** PROBLEM **
In the text on food poisoning care, what setting should a heating pad be on when placed on the abdomen?

** TEXT PROVIDED **
For children: Have a child with food poisoning drink five ounces of clear liquids per hour; infants should drink at least an ounce per hour.

Apply heat

If you have stomach pain or cramps you may get some relief by placing a heating pad (on the low setting) or a hot water bottle on your abdomen.

Reintroduce foods gradually

After your symptoms diminish, gradually reintroduce soft and easily digested foods such as cooked cereal, bananas, rice, applesauce, toast, potatoes, eggs, and noodles. Once the diarrhea has stopped and your appetite increases, you can return to your normal diet.

Avoid milk and milk-based products for several days after diarrhea has subsided

This will allow the enzymes in the small intestine needed to handle the lactose contained in milk and milk based products to be replenished.


You can take a number of simple measures to prevent food contamination and reduce your risk of getting sick from tainted food.

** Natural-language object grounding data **

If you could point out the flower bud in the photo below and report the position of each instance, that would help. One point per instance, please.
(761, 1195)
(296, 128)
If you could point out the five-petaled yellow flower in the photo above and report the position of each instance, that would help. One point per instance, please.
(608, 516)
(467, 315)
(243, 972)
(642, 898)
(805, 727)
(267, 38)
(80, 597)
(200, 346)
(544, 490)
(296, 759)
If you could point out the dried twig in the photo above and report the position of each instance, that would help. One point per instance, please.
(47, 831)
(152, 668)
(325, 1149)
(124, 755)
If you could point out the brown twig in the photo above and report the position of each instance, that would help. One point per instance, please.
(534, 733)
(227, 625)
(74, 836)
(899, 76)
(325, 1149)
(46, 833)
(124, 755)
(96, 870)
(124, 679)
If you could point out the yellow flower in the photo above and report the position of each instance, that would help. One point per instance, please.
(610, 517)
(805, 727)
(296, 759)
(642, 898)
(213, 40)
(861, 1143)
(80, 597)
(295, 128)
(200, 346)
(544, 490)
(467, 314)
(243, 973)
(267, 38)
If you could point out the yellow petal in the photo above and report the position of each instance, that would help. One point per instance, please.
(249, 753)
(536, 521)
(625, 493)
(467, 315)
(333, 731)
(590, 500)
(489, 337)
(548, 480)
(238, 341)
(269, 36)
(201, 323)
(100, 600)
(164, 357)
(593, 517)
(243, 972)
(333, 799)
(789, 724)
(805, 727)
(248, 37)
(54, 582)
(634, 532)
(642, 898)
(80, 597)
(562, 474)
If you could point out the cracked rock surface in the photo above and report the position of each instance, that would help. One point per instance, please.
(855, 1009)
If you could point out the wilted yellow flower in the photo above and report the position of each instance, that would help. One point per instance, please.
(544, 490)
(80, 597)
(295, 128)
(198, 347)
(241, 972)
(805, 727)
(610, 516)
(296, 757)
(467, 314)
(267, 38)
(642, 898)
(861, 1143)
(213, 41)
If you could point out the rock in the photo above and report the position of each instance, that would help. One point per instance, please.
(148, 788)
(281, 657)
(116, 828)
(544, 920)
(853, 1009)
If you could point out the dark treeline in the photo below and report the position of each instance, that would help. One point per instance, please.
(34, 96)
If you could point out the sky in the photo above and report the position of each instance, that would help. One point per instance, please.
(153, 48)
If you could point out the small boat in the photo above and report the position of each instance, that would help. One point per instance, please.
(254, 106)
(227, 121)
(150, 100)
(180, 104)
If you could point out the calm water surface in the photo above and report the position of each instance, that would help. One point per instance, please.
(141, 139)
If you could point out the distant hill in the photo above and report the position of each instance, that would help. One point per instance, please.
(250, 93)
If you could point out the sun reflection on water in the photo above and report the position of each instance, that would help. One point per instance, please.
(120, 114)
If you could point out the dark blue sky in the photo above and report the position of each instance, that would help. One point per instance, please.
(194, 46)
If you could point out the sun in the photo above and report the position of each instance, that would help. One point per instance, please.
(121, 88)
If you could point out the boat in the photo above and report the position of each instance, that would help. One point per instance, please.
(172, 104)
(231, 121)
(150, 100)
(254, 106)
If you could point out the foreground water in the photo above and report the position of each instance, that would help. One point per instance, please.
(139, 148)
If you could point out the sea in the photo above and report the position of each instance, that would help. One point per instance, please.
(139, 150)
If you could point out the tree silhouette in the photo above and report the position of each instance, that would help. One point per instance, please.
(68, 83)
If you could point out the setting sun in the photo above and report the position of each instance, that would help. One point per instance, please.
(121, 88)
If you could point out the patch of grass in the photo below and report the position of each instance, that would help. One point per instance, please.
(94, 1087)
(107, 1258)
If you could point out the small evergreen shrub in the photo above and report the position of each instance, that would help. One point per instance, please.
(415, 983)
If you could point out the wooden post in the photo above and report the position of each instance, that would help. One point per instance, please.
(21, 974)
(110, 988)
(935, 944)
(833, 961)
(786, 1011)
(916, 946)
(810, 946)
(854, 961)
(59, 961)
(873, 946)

** RESULT OF THE EXERCISE **
The low setting.